## PROBLEM
Can you repeat, word for word, the lines below from the one containing "antenna. For each occurrence, report its box." through the one containing "[97,177,295,384]"? Include both of those lines and nothing outside that stretch.

[BEGIN DATA EXCERPTS]

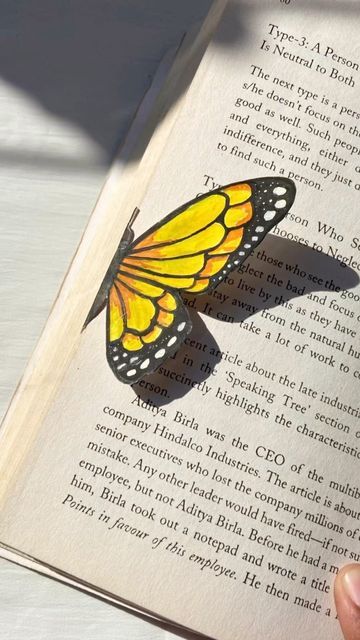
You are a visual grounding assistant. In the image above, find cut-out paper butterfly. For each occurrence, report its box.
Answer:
[84,177,295,384]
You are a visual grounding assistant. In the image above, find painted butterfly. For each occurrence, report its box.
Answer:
[84,178,295,384]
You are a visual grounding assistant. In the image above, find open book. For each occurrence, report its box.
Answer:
[0,0,360,640]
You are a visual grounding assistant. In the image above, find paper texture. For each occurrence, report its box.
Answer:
[0,1,360,640]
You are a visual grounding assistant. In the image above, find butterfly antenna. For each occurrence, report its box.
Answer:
[127,207,140,230]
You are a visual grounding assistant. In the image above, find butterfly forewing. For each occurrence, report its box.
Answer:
[97,178,295,383]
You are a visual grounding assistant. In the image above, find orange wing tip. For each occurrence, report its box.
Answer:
[141,326,162,344]
[122,333,143,351]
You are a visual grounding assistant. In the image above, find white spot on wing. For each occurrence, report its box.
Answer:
[274,187,286,196]
[264,211,276,221]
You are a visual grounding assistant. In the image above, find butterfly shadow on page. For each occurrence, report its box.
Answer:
[191,234,359,328]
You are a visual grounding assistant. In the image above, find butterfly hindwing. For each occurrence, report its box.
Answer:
[106,277,192,384]
[97,177,295,384]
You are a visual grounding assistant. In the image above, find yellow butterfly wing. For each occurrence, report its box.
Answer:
[101,178,295,383]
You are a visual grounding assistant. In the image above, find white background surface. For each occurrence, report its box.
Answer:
[0,0,210,640]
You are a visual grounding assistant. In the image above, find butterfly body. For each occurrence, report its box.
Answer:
[85,178,295,384]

[END DATA EXCERPTS]

## THE OUTPUT
You are a visual grounding assistant. In the image above, find butterfly antenna. For each occurrence, report its box.
Answer:
[127,207,140,230]
You are a visual grounding assistant. In the image above, find butterfly forewing. For each occurrence, report its box.
Answer:
[97,178,295,383]
You are a visual grounding assistant. In the image above, find orange wing tip. For each occurrence, report its box.
Answer:
[141,326,162,344]
[122,333,143,351]
You are a visual grounding assistant. In the image above, find white spot on wing. For each occurrence, report its box.
Answer:
[274,187,286,196]
[264,211,276,221]
You are a visual grounding assistant. In the image above, find butterfly shadow on page. For each occurrence, report its box.
Answer:
[191,234,359,328]
You are a visual grounding assistant. In the image above, find butterfly hindwing. For each occurrence, report its box.
Answer:
[106,277,192,384]
[97,177,295,384]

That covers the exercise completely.